Dinas Terkait Saling Lempar Tanggung Jawab
Sumbawa, MATARAMnews – Kegiatan perusahaan PT. Bunga Raya Lestari (PT. BRL) dan PT. Lancar Sejati (LS) selaku pemilik crusher dan AMP (pemecahan batu dan pengolahan aspal) di sejumlah Kecamatan di Sumbawa, terus saja beroperasi. Sentimen beberapa dinas terkait soal perizinan operasional mesin itu bak ‘Anjing Menggonggong Kafilah Berlalu’ alias tidak digubris.
Bahkan, belum didapatkan kelengkapan perizinan mesin crusher dan AMP milik 2 perusahaan besar yang bergerak di bidang jasa kontraktor di Sumbawa itu, menimbulkan kecurigaan. Akibatnya, baik itu KPPT, Distamben maupun Dinas PU, saling lempar tanggung jawab.
Dinas Pertambangan dan Energi, yang disebut-sebut berwenang memberikan rekomendasi bagi perusahaan, mengaku bukan kewenangannya. Kadistamben, Ir. A. Rahim, menegaskan, pihaknya sama sekali tidak berwenang memberikan rekomendasi bagi perusahaan crusher dan AMP. Sebab kegiatannya bukan pertambangan atau menggali bahan mineral. Mengenai crusher dan AMP tersebut tandas Kadistamben, merupakan kewenangan dari Dinas Pekerjaan Umum.
Ia juga menyebutkan, sejauh ini kontribusi dari kegiatan pemecahan batu dan pengolahan aspal tersebut mengalir ke PAD melalui pembayaran pajak mineral bukan logam dan batuan sesuai ketentuan dalam UU nomor 4 tahun 2009 tentang Minerba.
“Kami tidak berwenang dengan crusher itu. Kecuali dalam satu lokasi usaha juga ada kegiatan pertambangan galian C,” ungkap Kadistamben.
Sebelumnya, Kepala KPPT, Zulkifli, S.Sos., menyatakan, bahwa sejumlah perusahaan crusher dan AMP yang beroperasi di Sumbawa belum mengantongi ijin. Salah satu syarat untuk menerbitkan ijin tersebut yakni rekomendasi dari intansi tehnis salah satunya Dinas Pertambangan dan Energi.

Data
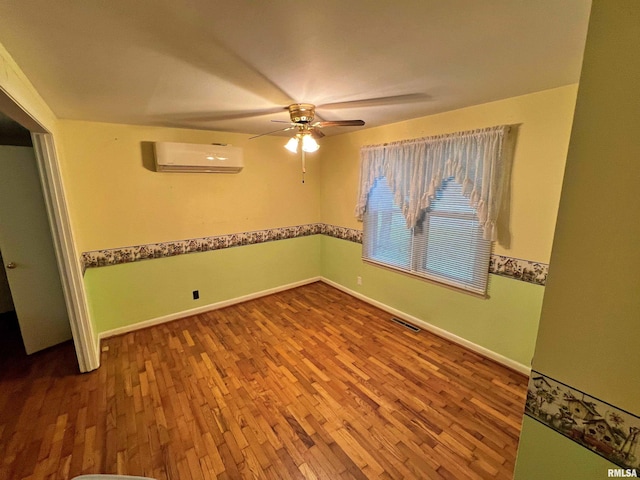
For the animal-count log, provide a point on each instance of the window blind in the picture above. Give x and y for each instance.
(446, 245)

Yang Diharapkan
Ketik ulang bagian teks bacaan tentang izin crusher di Sumbawa, mulai dari "Dinas Terkait Saling" sampai dengan "lempar tanggung jawab.", tanpa mengubah satu huruf pun.

Jawaban Latihan
Dinas Terkait Saling Lempar Tanggung Jawab
Sumbawa, MATARAMnews – Kegiatan perusahaan PT. Bunga Raya Lestari (PT. BRL) dan PT. Lancar Sejati (LS) selaku pemilik crusher dan AMP (pemecahan batu dan pengolahan aspal) di sejumlah Kecamatan di Sumbawa, terus saja beroperasi. Sentimen beberapa dinas terkait soal perizinan operasional mesin itu bak ‘Anjing Menggonggong Kafilah Berlalu’ alias tidak digubris.
Bahkan, belum didapatkan kelengkapan perizinan mesin crusher dan AMP milik 2 perusahaan besar yang bergerak di bidang jasa kontraktor di Sumbawa itu, menimbulkan kecurigaan. Akibatnya, baik itu KPPT, Distamben maupun Dinas PU, saling lempar tanggung jawab.